(AVAILABLE DATA):
◇ ◇ ◇
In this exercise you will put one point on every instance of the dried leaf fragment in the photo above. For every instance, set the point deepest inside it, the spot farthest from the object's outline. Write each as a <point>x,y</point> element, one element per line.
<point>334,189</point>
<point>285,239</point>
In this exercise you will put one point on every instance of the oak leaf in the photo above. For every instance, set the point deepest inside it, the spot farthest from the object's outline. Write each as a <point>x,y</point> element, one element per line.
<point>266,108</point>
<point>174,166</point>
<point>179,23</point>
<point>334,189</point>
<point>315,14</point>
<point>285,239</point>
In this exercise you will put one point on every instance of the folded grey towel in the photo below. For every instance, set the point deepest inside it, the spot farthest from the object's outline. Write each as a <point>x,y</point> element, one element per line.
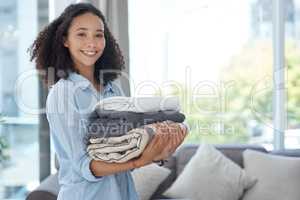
<point>123,148</point>
<point>139,104</point>
<point>116,123</point>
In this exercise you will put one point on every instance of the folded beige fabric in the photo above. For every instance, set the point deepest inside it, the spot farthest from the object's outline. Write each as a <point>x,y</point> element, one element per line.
<point>123,148</point>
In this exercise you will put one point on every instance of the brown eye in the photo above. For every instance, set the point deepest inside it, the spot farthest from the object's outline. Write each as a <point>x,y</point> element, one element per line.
<point>81,34</point>
<point>100,35</point>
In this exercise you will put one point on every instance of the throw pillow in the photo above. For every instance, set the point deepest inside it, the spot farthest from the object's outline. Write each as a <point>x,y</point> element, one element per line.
<point>278,177</point>
<point>147,179</point>
<point>210,175</point>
◇ ◇ ◇
(SHORT EXERCISE): All lines from the one containing "of the brown" through the final line of the listing above are to be reproduced exactly; include both and add nothing.

(ANSWER TO THE EXERCISE):
In this exercise you will put one point on every instance of the brown eye in the photo above. For every instance, set the point deepest inside it, the spot farthest from the object's outline. Write each as a <point>x,y</point> element, one element per line.
<point>81,34</point>
<point>100,35</point>
In this exercise you will put one point on every instance of the throw pillow in the photo above. For every instance, set the point deepest inside it, the spot farthest from the object's outline. Write each as a <point>x,y</point> element, one element per line.
<point>278,177</point>
<point>147,179</point>
<point>210,175</point>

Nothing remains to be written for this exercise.